● **Goal**
Rewrite the data from its first line through the line that contains "x=356, y=642". Shift each answer point by adding 137 to both its x and y values, and keep every other line unchanged.

● **Data extract**
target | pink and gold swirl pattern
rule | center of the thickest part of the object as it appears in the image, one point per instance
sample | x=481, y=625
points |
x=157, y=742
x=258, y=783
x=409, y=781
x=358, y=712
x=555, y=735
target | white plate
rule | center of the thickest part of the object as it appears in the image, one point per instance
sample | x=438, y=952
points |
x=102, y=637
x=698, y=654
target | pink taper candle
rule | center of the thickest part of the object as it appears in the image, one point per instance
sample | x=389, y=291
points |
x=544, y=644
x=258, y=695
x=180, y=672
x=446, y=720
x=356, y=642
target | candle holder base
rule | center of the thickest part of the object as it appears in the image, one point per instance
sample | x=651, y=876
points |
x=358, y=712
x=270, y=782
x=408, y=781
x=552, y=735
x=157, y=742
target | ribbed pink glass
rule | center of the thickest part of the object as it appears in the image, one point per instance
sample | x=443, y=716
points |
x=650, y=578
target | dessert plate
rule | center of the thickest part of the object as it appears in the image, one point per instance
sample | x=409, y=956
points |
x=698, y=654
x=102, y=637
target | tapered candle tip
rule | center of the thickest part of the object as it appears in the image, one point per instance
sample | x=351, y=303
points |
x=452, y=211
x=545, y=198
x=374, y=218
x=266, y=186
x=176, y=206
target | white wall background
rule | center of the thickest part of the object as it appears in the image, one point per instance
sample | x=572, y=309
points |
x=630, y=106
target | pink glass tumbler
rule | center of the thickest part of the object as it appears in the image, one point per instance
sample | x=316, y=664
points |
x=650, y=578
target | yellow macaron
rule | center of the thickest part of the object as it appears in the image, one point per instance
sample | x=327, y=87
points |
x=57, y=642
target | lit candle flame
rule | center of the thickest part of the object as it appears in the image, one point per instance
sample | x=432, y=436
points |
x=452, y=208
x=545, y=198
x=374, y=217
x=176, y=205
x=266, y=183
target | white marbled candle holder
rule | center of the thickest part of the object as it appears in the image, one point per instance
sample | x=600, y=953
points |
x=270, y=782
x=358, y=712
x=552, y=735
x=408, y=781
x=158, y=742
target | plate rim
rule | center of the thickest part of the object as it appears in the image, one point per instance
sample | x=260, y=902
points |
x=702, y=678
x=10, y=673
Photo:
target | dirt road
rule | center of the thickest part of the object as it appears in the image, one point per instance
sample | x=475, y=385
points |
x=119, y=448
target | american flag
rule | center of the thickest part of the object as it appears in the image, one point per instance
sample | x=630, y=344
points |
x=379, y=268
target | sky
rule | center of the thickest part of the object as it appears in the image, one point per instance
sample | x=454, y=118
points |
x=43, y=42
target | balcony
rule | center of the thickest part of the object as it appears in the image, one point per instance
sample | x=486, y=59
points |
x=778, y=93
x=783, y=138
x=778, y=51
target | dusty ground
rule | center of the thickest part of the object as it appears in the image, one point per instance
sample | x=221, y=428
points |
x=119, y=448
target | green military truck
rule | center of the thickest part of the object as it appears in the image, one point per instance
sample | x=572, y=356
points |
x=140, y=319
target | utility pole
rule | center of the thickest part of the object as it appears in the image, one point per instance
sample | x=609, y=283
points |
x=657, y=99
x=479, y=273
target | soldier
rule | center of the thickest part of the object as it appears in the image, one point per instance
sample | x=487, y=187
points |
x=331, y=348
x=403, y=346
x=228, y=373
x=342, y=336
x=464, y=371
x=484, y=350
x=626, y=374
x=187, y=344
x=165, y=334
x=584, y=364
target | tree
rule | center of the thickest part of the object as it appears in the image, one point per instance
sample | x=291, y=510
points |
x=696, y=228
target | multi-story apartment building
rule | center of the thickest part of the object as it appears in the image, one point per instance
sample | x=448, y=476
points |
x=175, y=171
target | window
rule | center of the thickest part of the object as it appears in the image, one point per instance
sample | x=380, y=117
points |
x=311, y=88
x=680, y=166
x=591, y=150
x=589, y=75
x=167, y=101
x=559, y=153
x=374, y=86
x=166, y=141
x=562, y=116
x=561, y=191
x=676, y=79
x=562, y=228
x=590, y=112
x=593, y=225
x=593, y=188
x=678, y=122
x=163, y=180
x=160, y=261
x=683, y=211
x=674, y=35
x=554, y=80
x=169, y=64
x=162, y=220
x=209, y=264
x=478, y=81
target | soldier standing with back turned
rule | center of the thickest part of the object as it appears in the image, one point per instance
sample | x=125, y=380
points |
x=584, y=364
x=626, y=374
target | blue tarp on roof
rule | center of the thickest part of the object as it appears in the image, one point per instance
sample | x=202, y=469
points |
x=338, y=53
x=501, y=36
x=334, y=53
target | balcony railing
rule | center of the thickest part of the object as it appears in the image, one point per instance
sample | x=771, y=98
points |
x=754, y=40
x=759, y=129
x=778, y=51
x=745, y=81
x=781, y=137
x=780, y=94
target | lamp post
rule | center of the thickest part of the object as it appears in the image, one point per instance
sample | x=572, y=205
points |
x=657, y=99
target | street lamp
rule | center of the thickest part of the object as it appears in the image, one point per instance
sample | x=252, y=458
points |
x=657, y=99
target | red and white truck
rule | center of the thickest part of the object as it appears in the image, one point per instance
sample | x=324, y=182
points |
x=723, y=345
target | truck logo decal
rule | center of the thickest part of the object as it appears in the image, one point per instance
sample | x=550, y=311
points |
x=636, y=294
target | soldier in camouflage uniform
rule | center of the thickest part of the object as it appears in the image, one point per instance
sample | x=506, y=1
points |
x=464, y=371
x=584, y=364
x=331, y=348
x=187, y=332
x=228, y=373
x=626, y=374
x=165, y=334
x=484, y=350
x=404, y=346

● **Written response**
target | pink and gold swirl pattern
rule | center of the thickest part of the object as it appears in the image, one point per instance
sample | x=481, y=625
points |
x=294, y=879
x=395, y=920
x=546, y=918
x=495, y=849
x=692, y=872
target | white plate
rule | center of the thickest part of the object as it appears in the image, one point per instance
sample | x=438, y=952
points |
x=239, y=774
x=835, y=791
target | pink taper candle
rule | center of the thickest part of the object as it appears in the image, one point per instance
sample | x=389, y=291
points |
x=681, y=781
x=395, y=832
x=317, y=809
x=583, y=857
x=493, y=779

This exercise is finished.